◆ Questions to answer
A: Answer from the L'Ether story, marking each answer as its question is marked:
(i) In what year did L'Ether arrive, and who created it?
(ii) What does saffron add to the composition?
(iii) Which material has taken over the foreground by the third hour?
B: According to the L'Ether story, why did Giacobetti build a fragrance named for a formless, luminous substance from heavy resins and aromatic materials? Answer in one to three sentences.

◆ Excerpted text
The Story
Why it exists.
The beginning
L'Ether arrived in 2003 from Olivia Giacobetti, arriving not as part of IUNX's numbered L'Eau series but as something slightly apart, a fragrance named for the luminous substance beyond air. Where the L'Eau line captured water in its various states, L'Ether reached higher, into classical philosophy's fifth element: pure essence, formless and luminous. Giacobetti, known for her work at IUNX, Olfy, and L'Artisan Parfumeur, understood that an idea named for the delicate could still be built from the deeply tactile. She reached for resins and aromatic materials with weight and presence, the opposite of weightlessness. Her palette drew from ancient perfumery traditions while maintaining a contemporary sensibility, creating something that felt both timeless and distinctly modern.
The choice of Palisander rosewood as a structural element is unusual. Less common than its Brazilian cousin, it brings a drier, almost medicinal woodiness that reads differently from cedar or guaiac, more angular, more honest. Paired with the balsamic sweetness of benzoin, the composition threads between sacred and domestic. Saffron, present in small amounts, adds a metallic counterpoint that keeps the sweetness from ever becoming soft. Maple, an unexpected note in an oriental context, provides a subtle caramel warmth that emerges only as the fragrance settles.
The evolution
The opening announces rosewood's dry warmth and saffron's metallic brightness in quick succession. Within minutes, myrrh and benzoin arrive, balsamic, slightly sweet, the scent of resin before it catches flame. The transition is not dramatic. The composition deepens gradually, building complexity without announcement. By the third hour, sandalwood has taken over the foreground, creamy and warm, while the resinous warmth lingers in the background like a memory of the opening. The drydown is quiet: skin-warm wood and a trace of benzoin sweetness. On fabric, the rosewood note remains for days, a persistent reminder of the fragrance's presence.

◆ Data for analysis
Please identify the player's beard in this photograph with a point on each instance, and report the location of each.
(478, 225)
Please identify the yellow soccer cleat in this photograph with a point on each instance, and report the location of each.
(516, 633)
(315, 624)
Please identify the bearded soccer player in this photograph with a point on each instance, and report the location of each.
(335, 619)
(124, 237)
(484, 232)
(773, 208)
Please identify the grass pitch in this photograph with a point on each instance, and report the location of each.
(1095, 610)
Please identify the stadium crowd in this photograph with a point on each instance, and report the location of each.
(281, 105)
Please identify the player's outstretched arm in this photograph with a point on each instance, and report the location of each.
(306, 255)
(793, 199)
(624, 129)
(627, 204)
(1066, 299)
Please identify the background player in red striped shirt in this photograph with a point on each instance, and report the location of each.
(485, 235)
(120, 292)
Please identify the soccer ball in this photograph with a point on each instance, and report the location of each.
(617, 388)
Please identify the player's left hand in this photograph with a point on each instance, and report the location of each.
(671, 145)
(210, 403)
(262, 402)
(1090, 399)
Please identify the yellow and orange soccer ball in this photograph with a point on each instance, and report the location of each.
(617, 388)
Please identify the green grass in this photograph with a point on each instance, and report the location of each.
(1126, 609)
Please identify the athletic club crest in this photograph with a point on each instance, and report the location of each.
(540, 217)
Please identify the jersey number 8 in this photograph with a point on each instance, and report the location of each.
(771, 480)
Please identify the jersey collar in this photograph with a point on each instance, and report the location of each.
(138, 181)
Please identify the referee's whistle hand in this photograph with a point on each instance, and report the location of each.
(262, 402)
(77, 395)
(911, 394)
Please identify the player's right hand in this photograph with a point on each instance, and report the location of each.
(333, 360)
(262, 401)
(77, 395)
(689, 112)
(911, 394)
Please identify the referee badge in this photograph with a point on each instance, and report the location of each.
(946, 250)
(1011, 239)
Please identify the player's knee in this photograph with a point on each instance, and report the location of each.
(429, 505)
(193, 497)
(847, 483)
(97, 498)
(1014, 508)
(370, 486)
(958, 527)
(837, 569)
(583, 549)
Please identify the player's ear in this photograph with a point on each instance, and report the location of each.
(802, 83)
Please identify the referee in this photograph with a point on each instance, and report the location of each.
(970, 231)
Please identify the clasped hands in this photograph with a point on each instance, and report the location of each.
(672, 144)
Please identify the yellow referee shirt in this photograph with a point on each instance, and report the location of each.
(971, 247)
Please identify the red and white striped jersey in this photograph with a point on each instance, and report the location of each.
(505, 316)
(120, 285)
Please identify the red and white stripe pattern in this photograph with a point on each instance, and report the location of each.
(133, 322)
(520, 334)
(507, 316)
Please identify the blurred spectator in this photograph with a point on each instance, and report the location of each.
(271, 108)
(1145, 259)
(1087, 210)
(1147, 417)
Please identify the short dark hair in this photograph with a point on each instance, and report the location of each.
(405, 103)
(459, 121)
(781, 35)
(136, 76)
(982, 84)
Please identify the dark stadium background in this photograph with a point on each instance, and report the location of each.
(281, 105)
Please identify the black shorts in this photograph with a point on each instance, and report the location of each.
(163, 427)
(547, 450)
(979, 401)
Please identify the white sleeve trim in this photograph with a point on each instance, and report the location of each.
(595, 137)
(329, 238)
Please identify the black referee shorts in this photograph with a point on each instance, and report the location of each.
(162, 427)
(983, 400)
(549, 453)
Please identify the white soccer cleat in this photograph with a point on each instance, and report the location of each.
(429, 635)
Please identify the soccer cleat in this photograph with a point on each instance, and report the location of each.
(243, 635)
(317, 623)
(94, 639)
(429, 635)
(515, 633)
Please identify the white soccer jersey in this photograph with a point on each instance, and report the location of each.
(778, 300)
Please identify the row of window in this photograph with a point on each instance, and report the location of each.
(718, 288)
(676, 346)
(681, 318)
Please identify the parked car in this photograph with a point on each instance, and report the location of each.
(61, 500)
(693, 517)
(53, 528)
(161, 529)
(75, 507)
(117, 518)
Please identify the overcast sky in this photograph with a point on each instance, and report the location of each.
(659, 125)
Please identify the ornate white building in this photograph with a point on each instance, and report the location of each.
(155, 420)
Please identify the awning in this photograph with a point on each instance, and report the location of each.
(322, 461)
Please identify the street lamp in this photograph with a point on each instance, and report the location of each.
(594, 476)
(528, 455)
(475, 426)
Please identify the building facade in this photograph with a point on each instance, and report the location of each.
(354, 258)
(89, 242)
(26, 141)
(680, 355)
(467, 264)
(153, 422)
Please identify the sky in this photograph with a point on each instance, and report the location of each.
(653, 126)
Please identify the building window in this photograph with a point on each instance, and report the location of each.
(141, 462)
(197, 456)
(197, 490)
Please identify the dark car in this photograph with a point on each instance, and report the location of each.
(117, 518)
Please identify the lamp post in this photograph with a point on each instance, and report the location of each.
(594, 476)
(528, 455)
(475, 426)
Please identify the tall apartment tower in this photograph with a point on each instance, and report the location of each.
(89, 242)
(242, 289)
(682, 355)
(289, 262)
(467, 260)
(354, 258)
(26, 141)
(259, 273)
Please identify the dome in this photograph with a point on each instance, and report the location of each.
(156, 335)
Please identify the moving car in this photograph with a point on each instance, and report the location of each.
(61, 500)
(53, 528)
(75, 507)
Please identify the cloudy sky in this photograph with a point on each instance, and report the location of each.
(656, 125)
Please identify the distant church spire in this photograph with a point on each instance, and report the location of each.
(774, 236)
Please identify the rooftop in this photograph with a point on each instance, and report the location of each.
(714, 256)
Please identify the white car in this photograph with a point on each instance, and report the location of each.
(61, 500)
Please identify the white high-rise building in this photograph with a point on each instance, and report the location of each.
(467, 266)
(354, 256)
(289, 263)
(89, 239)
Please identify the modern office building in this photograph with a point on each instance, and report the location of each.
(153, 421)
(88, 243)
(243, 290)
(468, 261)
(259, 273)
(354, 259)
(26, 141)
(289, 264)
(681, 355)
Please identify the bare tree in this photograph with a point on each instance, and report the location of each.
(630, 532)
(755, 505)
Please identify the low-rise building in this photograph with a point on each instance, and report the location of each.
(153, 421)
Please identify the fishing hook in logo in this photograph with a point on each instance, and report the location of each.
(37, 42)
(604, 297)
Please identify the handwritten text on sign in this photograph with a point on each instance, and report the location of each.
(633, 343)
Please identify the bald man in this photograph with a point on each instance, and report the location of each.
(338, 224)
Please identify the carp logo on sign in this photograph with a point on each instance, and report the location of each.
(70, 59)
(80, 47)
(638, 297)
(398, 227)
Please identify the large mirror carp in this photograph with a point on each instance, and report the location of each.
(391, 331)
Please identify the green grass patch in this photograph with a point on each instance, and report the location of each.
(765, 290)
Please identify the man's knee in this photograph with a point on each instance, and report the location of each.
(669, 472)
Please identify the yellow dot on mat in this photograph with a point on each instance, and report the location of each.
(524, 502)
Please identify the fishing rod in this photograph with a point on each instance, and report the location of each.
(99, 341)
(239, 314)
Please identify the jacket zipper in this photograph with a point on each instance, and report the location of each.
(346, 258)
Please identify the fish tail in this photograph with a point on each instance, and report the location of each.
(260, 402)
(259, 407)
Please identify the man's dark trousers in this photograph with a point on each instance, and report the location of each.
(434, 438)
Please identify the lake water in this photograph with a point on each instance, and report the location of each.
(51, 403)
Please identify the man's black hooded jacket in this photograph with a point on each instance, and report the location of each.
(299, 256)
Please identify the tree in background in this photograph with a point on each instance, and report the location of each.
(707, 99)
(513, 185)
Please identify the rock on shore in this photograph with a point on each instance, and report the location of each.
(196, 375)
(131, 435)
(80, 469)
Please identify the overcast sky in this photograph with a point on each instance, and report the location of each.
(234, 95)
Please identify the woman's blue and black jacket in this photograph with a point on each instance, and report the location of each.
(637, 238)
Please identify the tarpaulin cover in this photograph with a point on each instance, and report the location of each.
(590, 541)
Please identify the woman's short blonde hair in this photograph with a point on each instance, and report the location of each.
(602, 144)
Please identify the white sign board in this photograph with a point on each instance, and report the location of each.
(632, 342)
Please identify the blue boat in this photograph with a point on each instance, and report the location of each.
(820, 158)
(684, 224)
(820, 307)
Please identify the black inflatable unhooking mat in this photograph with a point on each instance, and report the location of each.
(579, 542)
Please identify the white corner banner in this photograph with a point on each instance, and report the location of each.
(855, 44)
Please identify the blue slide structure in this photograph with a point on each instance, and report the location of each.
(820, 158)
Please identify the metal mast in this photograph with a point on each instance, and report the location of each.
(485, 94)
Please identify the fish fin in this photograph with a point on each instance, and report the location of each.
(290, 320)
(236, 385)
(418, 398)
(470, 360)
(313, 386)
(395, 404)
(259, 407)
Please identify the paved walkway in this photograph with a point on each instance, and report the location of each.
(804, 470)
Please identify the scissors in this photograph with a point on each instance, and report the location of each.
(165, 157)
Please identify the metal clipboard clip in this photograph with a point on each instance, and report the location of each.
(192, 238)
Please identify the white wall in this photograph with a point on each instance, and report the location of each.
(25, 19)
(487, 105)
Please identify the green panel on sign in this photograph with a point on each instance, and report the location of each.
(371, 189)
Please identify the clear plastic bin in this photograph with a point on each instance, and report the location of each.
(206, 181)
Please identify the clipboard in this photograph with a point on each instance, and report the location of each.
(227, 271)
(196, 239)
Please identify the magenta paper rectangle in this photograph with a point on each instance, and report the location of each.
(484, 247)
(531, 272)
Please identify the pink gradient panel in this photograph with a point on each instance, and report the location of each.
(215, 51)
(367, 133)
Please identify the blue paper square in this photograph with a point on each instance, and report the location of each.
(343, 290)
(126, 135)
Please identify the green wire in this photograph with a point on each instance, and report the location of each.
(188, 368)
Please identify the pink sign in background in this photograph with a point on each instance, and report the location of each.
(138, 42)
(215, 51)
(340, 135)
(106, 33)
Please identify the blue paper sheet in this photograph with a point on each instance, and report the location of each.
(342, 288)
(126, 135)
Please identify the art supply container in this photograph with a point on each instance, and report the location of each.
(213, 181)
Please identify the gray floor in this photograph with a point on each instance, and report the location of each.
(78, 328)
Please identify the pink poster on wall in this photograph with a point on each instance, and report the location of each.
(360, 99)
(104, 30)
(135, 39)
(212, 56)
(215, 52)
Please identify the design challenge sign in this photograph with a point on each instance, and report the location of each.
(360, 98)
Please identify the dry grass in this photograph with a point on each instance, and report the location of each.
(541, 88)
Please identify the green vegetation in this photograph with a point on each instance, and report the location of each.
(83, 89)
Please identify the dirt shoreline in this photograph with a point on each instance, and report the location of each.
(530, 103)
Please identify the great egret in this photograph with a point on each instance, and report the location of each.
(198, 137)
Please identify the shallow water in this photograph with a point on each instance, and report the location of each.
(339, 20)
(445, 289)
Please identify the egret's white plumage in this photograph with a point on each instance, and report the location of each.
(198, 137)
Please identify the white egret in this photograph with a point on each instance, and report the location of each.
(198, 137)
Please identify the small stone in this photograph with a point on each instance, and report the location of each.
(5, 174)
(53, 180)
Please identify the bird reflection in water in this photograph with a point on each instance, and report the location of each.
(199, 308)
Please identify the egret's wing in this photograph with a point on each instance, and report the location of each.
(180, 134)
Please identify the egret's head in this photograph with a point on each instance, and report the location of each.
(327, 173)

◆ Response list
A:
(i) 2003, from Olivia Giacobetti.
(ii) A metallic counterpoint that keeps the sweetness from ever becoming soft.
(iii) Sandalwood.

B: Giacobetti understood that an idea named for the delicate could still be built from the deeply tactile. She therefore chose resins and aromatic materials with weight and presence, the opposite of weightlessness.